# Given passage

# Help 2ndInit and Bootmenu



## Dark Cricket (Aug 16, 2011)

I am using MIUI4D2G, version 216 of BeansTown106, and found that the file init.rc that is loaded at startup, is found in system/bootmenu/2ndinit/init.rc and not the file that is in system/etc/hijack-boot.zip ... I reach this conclusion because I have been reviewing and playing with the files init.rc, and the changes I make to the file hijack-boot.zip/newboot/init.rc do not run, but if I modify the file system/bootmenu/2ndinit/init.rc if changes are implemented ..

My question is: I can remove the file hijack-boot.zip? and work with the file system/bootmenu/2ndinit/init.rc?

so I can work with the correct files, and I can repair the recovery of bootmenu?

I hope someone can give me an idea of how bootmenu works ...

thank you very much.

Edit: I already tried uninstalling the bootmenu, if I avoid the bootmenu run, the file itself runs system/etc/hijack-boot.zip/newboot/init.rc


----------



## BeansTown106 (Aug 20, 2011)

Dark Cricket said:


> I am using MIUI4D2G, version 216 of BeansTown106, and found that the file init.rc that is loaded at startup, is found in system/bootmenu/2ndinit/init.rc and not the file that is in system/etc/hijack-boot.zip ... I reach this conclusion because I have been reviewing and playing with the files init.rc, and the changes I make to the file hijack-boot.zip/newboot/init.rc do not run, but if I modify the file system/bootmenu/2ndinit/init.rc if changes are implemented ..

# Given data

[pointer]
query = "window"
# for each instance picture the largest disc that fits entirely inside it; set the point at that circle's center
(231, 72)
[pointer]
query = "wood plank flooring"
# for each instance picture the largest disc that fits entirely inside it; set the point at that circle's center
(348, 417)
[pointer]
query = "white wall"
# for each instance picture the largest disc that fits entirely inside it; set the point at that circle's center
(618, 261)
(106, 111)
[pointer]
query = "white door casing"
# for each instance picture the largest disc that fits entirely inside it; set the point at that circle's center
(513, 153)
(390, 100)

---

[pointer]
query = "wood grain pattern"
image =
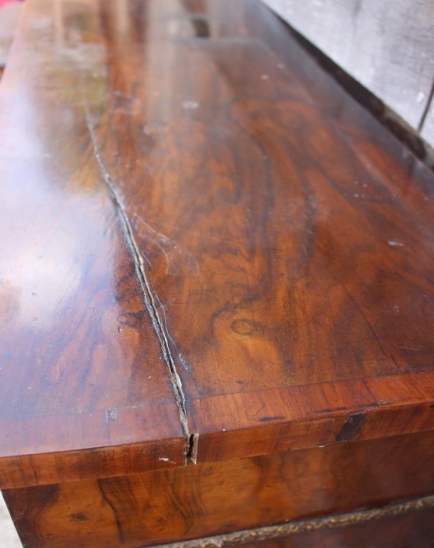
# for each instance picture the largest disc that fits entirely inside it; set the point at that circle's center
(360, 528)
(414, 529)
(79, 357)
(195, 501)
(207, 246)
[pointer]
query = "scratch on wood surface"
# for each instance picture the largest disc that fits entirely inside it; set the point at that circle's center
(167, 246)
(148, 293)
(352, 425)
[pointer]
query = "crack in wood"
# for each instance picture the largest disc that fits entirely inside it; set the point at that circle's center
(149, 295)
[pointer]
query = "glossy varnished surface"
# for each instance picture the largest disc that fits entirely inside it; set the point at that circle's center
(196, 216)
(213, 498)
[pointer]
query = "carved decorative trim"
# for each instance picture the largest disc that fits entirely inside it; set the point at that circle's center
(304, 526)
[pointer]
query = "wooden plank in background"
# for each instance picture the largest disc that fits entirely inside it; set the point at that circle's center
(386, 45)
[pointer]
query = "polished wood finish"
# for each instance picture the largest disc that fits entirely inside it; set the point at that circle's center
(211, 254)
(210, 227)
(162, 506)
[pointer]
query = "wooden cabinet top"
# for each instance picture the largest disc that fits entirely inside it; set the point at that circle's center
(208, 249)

# Required task
Continue the forum thread about 2ndInit and Bootmenu from the point where the text above stops.

# Answer to this task
> 
> My question is: I can remove the file hijack-boot.zip? and work with the file system/bootmenu/2ndinit/init.rc?
> 
> ...


im curious on the inner workings of bootmenu also as i would like to put dif roms other than miui with the bootmenu so what u are saying is the init rc that is in the hijack is what u need to switch to bootmenu to put a dif rom on?


----------



## Dark Cricket (Aug 16, 2011)

Something like that, to put bootmenu to a different rom just copy all files within hijack-boot.zip inside the folder 2nd-init that is in system / bootmenu, and you no longer need the file hijack-boot.zip .... you copy the bootmenu binary in system / bin, delete the original binary logwrapper, and rename the binary bootmenu as logwrapper ... you must also copy the 01systctl in etc / init.d .. with this we must have bootmenu inside another rom ... and deletes the original 2nd-init of that rom ... if you want to use the option to reboot-into-recovery with cat.jpg you must keep the original file hijack-boot.zip as you disable the bootmenu to use the cat.jpg option 

I hope you understand me lol ... you speak Spanish? .. I send you my email on PM ..


----------



## x13thangelx (Jun 8, 2011)

Copying 01sysctl make NO sense whatsoever. I havent looked at that specific script but the majority of the sysctl scripts are nothing more than "sysctl -p".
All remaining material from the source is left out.